━━━━━ Passage given

Solar Powered Analog Synthezier

Feb 26, 2018 22:38 · 669 words · 4 minutes read Hardware Fabrication Analog

For this assigment for Energy, we are to power computation with solar power. I am collaborating with Fanni Fazakas, and we are going to create a solar powered analog synthesizer. This will take energy from the sun and convert it directly into sound waves via a low-power analog circuit.

Generating Sine, Square, and Triangle Waves

We got a circuit design from Eric Rosenthal that can produce a sine, square and triangle wave:

Eric Rosenthal's circuit for a function generator using LM358 op-amps. It can generate sine, square, and triangle waves.

First we wanted to breadboard it to see how it worked. This was super challenging, and took an entire day, but we finally got it to work. In the circuit diagram, there is a 1 Megaohm potentiometer that can modify the frequency of the wave. We replaced it with 5 buttons that each set a discreet resistance in the range of 100k to 1M Ohm:

The breadboarded circuit with two LM358 opamps, and 3 function outputs from left to right: sine, square, and triangle

To be honest we don’t understand what the circuit is doing, all we know is how to assemble it and that it works. We tested each wave type with an oscilloscope:

Sine wave output
Square wave output
Triangle wave output

Varying the frequency worked by altering the resistance with each button:

Different resistances produce different frequencied sine waves

Listening to the Produced Sound

To hear the sounds it generated, we connected headphone via a breadboardable headphone jack. Nothing was audible, however. We asked our friend Amitabh to help us troubleshoot. He showed us on the Oscilloscope how the waves were oscillating above 0, which would prevent the proper vibration from occuring in the headphones for the sound to be audible:

With the waves oscillating above 0, nothing could be heard in the headphones

Per his suggestion, we added a 100 nf capacitor to the output:

100nf capacitor added in series to output to make it oscillate around 0

This smoothed it out and the wave oscillated around 0:

We could successfully now hear sounds tones from the headhpones when listening to sine, square, and triangle waves.

━━━━━━━━━━
━━━━━ Provided material

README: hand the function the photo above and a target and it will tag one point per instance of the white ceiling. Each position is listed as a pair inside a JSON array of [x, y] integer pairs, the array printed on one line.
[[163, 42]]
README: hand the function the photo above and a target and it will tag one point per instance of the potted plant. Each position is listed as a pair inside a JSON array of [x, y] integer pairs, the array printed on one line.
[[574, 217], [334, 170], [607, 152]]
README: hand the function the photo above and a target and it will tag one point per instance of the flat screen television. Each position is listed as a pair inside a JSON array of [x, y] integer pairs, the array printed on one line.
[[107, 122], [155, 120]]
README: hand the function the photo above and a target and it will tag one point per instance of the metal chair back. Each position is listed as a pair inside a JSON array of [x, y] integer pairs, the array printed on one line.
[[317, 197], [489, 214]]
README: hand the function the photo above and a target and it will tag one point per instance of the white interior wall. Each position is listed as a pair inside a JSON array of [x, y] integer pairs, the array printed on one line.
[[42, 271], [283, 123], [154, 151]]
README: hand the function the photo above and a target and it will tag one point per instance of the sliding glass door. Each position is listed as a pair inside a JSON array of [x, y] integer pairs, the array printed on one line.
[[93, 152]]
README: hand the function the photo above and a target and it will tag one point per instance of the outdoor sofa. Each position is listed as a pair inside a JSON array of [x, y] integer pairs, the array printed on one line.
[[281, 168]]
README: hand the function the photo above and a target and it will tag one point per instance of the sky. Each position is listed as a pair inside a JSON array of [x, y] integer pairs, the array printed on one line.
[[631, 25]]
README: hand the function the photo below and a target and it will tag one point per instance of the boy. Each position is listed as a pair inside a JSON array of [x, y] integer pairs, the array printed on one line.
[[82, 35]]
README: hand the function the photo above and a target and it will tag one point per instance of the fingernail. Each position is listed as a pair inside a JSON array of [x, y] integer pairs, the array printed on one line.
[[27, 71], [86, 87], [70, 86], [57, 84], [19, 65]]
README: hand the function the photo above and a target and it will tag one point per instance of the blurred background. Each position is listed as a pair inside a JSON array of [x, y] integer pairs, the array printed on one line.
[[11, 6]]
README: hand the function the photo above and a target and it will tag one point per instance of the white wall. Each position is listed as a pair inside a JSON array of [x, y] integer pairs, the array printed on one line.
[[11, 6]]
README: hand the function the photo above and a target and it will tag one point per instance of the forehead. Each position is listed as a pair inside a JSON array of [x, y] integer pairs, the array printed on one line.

━━━━━━━━━━

Required work —
**a)** In the solar synthesizer post, rewrite the part between "We got a circuit" and "generate sine, square, and triangle waves.", inclusive, substituting "signal generator" for "function generator".
**b)** According to the solar synthesizer post, why was a 100 nf capacitor added to the circuit's output? Answer in one to three sentences.

Solutions per task —
**a)**
We got a circuit design from Eric Rosenthal that can produce a sine, square and triangle wave:

Eric Rosenthal's circuit for a signal generator using LM358 op-amps. It can generate sine, square, and triangle waves.

**b)** The waves were oscillating above 0. That kept the headphones from vibrating properly, so nothing could be heard. The capacitor, added in series to the output, made the wave oscillate around 0, and the tones became audible.